AVAILABLE DATA
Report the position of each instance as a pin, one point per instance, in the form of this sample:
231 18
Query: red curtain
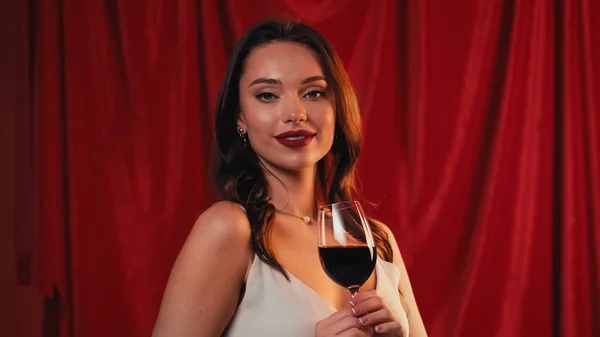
481 147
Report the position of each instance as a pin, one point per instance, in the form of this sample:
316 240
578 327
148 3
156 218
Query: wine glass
346 246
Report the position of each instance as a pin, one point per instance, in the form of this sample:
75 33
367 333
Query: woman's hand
342 323
372 311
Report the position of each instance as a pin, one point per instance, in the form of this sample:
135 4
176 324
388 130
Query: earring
243 136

WORK REQUIRED
Reproduce all of the material above, including every request, and add 58 to each coordinate of the answer points while leaving the sample coordinates unchanged. Omit the pictures from your reply.

FULL ANSWER
Report the position of each instance as a pin, one point per instance, in the form of this sample:
231 18
Query: red curtain
539 205
Report the position of each instance as a pin, one point per instance, in the form of this sample:
316 240
578 327
148 3
156 218
Query: wine glass
404 304
Report the position of each instance as a pin, one point per instance, in the form of this sample:
75 33
367 333
Query: woman's hand
400 381
430 369
Report the position of each instance as a pin, one point per instance, in the form of this sample:
135 4
176 324
388 130
Query: earring
301 194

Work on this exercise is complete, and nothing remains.